** Exercise data follows **

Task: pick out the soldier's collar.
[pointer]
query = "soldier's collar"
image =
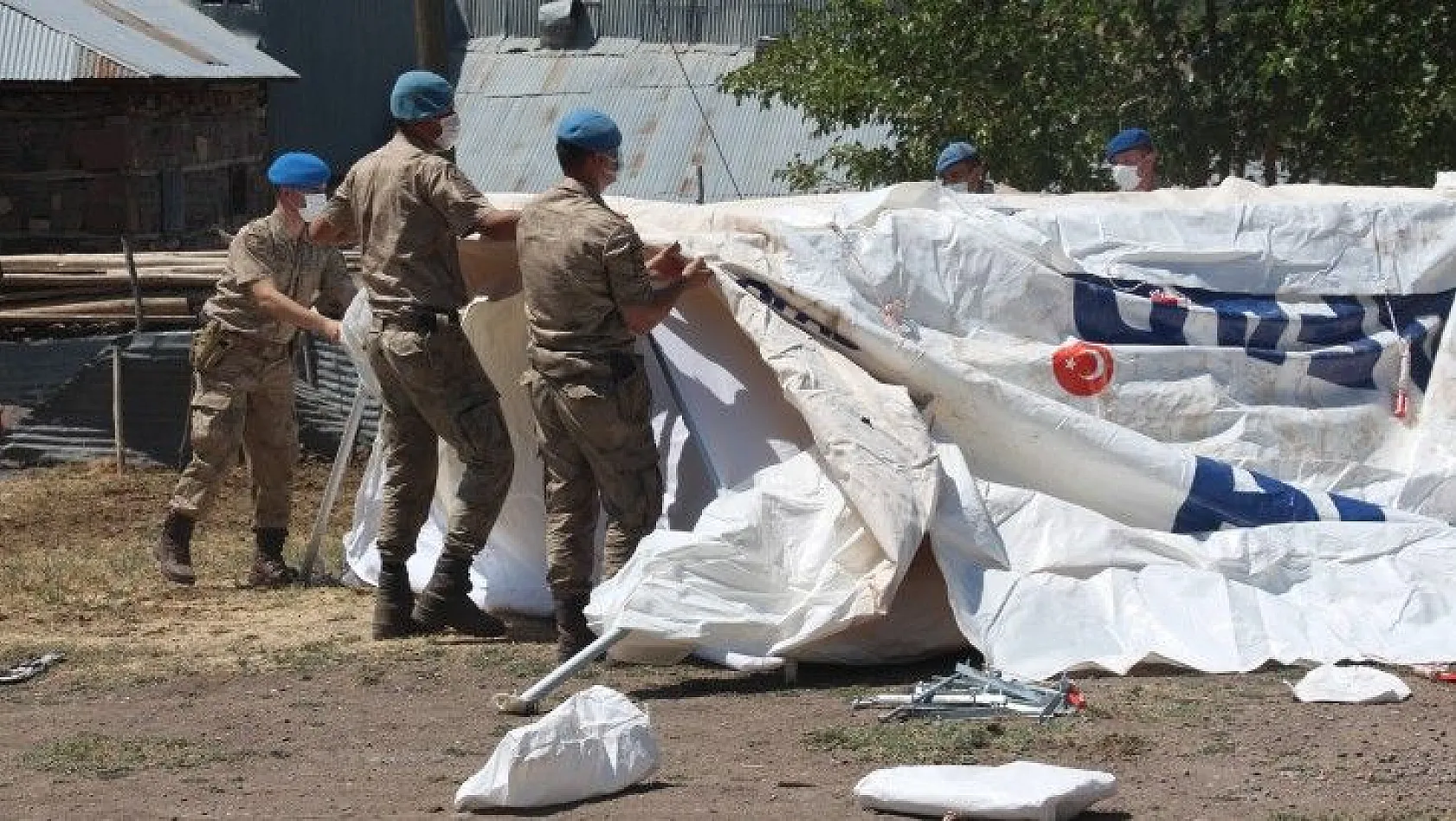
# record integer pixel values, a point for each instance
(572, 184)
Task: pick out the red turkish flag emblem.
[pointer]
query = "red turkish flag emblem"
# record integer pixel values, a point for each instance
(1082, 369)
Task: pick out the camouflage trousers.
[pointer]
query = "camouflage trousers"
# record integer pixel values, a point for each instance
(433, 387)
(597, 449)
(242, 395)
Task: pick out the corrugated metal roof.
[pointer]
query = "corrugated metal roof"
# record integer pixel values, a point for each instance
(347, 55)
(510, 98)
(731, 23)
(70, 40)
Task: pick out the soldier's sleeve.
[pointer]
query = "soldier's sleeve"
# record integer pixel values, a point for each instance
(456, 197)
(335, 287)
(627, 273)
(248, 258)
(339, 209)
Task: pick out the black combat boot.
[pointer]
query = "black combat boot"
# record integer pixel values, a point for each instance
(446, 602)
(173, 549)
(393, 600)
(268, 566)
(572, 634)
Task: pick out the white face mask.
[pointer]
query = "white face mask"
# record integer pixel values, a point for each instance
(313, 204)
(1126, 178)
(448, 132)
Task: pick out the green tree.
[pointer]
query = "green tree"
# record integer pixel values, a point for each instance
(1340, 91)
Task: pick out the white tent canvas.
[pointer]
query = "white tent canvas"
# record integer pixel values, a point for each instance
(1204, 427)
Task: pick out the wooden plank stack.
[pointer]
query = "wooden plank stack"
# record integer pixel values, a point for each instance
(96, 288)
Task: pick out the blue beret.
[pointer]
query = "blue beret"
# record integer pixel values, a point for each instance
(297, 169)
(1127, 140)
(420, 95)
(589, 128)
(956, 153)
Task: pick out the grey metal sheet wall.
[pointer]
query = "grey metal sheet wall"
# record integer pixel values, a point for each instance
(730, 23)
(642, 87)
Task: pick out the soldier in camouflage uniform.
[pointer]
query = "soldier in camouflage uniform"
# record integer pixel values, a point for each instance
(589, 296)
(407, 204)
(243, 370)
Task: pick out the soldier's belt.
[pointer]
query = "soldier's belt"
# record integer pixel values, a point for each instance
(422, 320)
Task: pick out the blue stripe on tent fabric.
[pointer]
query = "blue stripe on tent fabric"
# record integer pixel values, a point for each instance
(1331, 329)
(1214, 502)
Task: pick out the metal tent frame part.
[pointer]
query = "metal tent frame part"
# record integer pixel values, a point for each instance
(970, 693)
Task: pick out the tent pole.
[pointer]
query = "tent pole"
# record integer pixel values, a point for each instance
(529, 702)
(331, 489)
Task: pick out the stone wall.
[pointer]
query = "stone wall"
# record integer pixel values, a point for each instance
(164, 162)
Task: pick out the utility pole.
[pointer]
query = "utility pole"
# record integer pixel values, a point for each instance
(430, 36)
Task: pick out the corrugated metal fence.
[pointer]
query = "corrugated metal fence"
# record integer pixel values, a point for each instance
(68, 386)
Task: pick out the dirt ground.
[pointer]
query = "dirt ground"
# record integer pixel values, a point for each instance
(220, 702)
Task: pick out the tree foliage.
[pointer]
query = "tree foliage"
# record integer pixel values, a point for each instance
(1338, 91)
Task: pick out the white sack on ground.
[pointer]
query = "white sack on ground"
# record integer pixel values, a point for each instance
(1015, 791)
(1350, 686)
(1247, 456)
(595, 743)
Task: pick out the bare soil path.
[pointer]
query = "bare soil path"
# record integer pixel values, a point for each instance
(228, 703)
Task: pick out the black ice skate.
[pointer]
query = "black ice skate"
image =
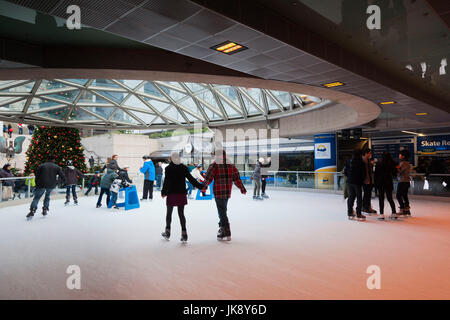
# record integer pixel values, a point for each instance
(183, 237)
(394, 216)
(31, 214)
(224, 234)
(406, 212)
(166, 234)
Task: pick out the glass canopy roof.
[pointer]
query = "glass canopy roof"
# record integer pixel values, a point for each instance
(143, 104)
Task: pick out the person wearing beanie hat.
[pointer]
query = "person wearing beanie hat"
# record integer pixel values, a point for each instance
(224, 174)
(46, 180)
(174, 188)
(264, 176)
(148, 169)
(94, 182)
(256, 177)
(7, 185)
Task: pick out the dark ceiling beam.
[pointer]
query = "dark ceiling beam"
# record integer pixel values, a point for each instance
(153, 59)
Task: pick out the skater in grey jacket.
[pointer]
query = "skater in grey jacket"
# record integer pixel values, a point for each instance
(72, 174)
(256, 177)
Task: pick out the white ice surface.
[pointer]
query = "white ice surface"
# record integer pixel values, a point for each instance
(292, 246)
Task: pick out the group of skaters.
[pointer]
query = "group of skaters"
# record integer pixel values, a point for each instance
(221, 171)
(362, 176)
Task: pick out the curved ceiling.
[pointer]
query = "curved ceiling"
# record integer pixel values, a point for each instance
(159, 100)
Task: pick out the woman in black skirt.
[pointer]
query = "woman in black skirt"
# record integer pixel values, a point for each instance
(174, 188)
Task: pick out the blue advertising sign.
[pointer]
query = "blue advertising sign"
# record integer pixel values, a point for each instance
(433, 143)
(324, 160)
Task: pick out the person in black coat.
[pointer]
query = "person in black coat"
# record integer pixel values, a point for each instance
(123, 175)
(19, 186)
(174, 187)
(46, 181)
(72, 174)
(113, 163)
(355, 171)
(384, 172)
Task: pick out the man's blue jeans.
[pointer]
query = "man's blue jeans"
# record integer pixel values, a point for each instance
(114, 198)
(38, 193)
(158, 181)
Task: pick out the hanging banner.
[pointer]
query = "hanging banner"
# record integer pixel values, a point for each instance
(393, 146)
(325, 160)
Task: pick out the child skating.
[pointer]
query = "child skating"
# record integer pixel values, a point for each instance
(120, 182)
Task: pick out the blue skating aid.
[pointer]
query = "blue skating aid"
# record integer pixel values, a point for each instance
(209, 196)
(131, 199)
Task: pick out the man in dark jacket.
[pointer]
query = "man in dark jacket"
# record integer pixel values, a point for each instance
(158, 175)
(45, 183)
(123, 174)
(7, 185)
(356, 173)
(368, 182)
(72, 174)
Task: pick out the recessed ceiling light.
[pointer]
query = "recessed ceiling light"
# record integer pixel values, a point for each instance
(387, 102)
(333, 84)
(229, 47)
(416, 133)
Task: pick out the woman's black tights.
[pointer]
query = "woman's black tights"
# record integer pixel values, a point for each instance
(180, 215)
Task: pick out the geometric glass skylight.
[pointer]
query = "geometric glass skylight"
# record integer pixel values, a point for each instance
(110, 103)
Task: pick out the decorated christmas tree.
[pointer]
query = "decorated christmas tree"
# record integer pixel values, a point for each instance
(63, 143)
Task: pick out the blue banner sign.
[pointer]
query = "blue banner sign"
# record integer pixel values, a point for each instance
(393, 146)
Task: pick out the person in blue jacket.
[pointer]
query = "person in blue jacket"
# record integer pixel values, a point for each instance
(148, 169)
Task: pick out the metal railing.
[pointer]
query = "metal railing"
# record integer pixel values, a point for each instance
(421, 184)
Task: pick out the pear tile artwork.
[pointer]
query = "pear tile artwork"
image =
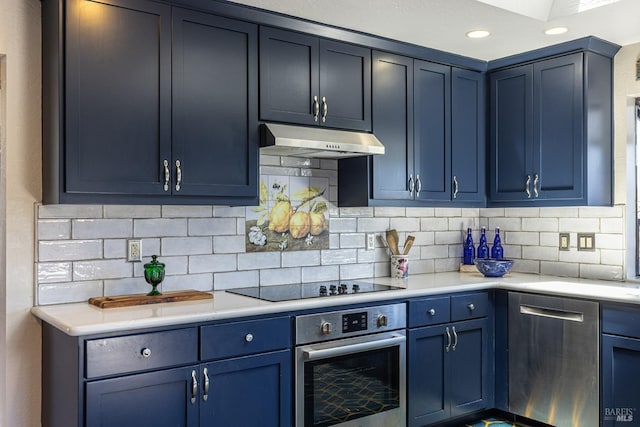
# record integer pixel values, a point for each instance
(293, 215)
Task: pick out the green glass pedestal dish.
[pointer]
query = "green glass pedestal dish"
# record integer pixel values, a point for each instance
(154, 275)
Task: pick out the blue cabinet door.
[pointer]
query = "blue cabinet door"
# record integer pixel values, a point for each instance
(427, 368)
(215, 96)
(311, 81)
(118, 98)
(468, 137)
(511, 152)
(161, 398)
(558, 156)
(620, 379)
(469, 387)
(393, 125)
(432, 131)
(248, 391)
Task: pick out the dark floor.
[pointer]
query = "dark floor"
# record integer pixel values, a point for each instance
(493, 422)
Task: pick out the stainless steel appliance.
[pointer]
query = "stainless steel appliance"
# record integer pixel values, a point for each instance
(350, 367)
(310, 290)
(554, 359)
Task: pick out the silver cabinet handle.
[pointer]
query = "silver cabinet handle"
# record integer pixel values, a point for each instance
(455, 339)
(325, 109)
(316, 108)
(167, 175)
(194, 387)
(178, 175)
(205, 395)
(455, 187)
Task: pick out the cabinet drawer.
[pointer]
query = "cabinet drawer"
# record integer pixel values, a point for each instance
(469, 306)
(118, 355)
(429, 311)
(621, 320)
(242, 338)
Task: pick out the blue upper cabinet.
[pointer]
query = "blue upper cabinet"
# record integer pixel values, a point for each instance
(145, 103)
(551, 132)
(313, 81)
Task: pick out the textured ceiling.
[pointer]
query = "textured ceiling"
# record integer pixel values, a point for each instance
(442, 24)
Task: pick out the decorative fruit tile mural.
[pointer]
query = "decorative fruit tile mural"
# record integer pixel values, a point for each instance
(293, 215)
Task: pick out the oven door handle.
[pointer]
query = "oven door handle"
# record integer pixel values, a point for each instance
(353, 348)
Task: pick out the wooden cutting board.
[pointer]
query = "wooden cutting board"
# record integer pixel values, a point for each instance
(142, 299)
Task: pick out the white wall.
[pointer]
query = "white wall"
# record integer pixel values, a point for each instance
(20, 349)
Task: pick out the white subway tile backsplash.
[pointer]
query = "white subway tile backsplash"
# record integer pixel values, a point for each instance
(161, 227)
(54, 272)
(252, 261)
(228, 244)
(340, 256)
(101, 269)
(132, 211)
(212, 263)
(236, 279)
(69, 250)
(280, 276)
(54, 229)
(301, 258)
(213, 226)
(190, 245)
(352, 240)
(101, 228)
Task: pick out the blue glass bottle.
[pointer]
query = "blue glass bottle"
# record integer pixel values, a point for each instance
(483, 248)
(496, 250)
(469, 250)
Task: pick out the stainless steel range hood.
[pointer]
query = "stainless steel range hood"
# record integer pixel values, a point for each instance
(300, 141)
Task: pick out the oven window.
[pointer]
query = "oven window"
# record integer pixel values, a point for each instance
(347, 387)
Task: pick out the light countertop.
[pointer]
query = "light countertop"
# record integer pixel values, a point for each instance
(84, 319)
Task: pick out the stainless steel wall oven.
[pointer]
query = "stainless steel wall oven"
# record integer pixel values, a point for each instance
(350, 367)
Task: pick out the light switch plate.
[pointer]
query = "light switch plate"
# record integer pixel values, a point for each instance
(134, 250)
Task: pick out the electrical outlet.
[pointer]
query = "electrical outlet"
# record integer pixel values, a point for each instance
(134, 252)
(586, 241)
(371, 241)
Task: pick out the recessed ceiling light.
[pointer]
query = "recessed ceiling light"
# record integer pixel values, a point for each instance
(555, 31)
(478, 34)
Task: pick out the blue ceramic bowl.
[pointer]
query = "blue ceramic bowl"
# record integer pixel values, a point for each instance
(493, 267)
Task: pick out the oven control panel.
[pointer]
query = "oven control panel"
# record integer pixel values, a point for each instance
(347, 323)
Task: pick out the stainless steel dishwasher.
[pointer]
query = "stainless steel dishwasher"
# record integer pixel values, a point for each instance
(554, 360)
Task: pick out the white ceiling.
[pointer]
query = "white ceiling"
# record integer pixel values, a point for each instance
(442, 24)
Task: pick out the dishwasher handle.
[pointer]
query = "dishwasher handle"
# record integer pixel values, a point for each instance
(552, 313)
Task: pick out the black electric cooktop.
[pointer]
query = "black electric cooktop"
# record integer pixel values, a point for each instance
(329, 289)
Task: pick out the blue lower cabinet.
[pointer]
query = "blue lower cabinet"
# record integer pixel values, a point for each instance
(248, 391)
(448, 370)
(620, 379)
(161, 398)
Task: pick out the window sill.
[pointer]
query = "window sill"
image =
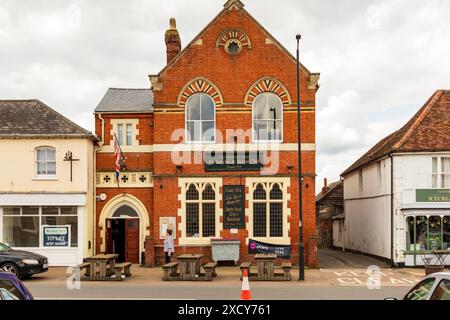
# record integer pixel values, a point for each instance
(44, 178)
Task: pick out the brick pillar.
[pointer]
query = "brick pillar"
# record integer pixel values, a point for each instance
(311, 252)
(149, 252)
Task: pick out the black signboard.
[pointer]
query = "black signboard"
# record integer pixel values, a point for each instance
(233, 161)
(255, 247)
(234, 207)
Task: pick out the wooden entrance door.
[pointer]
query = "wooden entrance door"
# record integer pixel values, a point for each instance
(132, 240)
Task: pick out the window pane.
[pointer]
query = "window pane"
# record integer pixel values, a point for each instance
(68, 210)
(193, 108)
(420, 291)
(41, 156)
(207, 107)
(50, 211)
(129, 134)
(260, 108)
(192, 220)
(120, 134)
(41, 168)
(30, 211)
(208, 131)
(442, 291)
(51, 154)
(63, 221)
(446, 235)
(276, 219)
(260, 128)
(208, 220)
(11, 211)
(435, 233)
(421, 233)
(21, 231)
(259, 220)
(51, 168)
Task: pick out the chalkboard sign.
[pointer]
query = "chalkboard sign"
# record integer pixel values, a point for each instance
(56, 236)
(234, 207)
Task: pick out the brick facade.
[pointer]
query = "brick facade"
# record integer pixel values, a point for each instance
(233, 76)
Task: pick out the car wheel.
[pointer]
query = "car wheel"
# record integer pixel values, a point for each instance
(10, 268)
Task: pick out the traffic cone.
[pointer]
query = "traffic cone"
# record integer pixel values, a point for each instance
(245, 293)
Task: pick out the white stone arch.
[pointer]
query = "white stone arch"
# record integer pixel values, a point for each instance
(115, 203)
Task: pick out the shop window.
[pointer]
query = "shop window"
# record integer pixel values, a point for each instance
(428, 233)
(441, 172)
(268, 211)
(267, 117)
(200, 118)
(45, 161)
(22, 226)
(201, 211)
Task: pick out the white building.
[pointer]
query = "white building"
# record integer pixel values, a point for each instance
(42, 192)
(397, 196)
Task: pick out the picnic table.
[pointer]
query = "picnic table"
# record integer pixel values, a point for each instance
(189, 266)
(189, 269)
(265, 264)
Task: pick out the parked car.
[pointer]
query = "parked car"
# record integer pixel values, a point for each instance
(21, 263)
(11, 288)
(435, 286)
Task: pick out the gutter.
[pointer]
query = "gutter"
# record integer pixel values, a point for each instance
(392, 209)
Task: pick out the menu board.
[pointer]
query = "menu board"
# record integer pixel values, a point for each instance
(234, 207)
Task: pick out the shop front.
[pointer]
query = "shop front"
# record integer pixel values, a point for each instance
(51, 225)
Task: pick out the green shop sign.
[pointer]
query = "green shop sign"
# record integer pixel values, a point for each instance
(433, 195)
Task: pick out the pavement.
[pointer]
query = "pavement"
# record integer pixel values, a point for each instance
(342, 276)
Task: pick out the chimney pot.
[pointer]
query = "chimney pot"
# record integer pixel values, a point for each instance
(173, 41)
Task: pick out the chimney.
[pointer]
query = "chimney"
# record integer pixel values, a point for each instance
(173, 41)
(325, 188)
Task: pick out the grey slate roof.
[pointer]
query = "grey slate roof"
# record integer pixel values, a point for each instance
(33, 118)
(126, 100)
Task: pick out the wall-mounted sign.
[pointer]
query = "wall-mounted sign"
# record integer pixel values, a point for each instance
(255, 247)
(233, 161)
(234, 207)
(167, 223)
(56, 236)
(433, 195)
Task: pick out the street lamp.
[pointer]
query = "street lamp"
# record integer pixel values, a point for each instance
(301, 247)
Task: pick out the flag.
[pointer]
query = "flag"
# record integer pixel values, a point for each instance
(117, 153)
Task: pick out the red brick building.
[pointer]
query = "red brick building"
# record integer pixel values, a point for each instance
(221, 113)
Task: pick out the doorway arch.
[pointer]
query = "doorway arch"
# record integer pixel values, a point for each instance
(120, 204)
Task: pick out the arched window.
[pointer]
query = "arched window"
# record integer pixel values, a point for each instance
(200, 118)
(201, 211)
(45, 161)
(267, 117)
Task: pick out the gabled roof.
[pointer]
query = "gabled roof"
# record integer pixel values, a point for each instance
(330, 189)
(126, 100)
(427, 131)
(34, 119)
(232, 5)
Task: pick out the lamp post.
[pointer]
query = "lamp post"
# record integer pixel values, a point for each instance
(301, 247)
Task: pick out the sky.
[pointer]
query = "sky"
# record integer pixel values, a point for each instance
(379, 60)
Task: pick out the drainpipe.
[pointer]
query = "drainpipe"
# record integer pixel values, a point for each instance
(392, 210)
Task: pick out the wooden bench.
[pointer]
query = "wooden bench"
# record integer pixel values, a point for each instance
(210, 270)
(245, 266)
(287, 266)
(81, 267)
(170, 271)
(122, 267)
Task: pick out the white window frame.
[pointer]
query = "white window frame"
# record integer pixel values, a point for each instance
(186, 131)
(36, 161)
(439, 173)
(254, 135)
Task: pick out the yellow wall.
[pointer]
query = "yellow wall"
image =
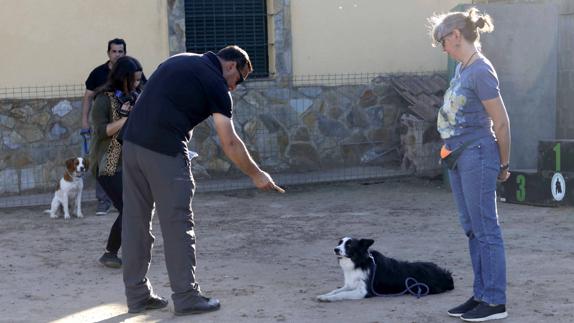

** End of Exercise data **

• **Your goal**: Return, from the entries, each line that holds "sheet".

• **Output below**:
Task: pick out the grey metal sheet wall.
query = "grey metal sheet wall"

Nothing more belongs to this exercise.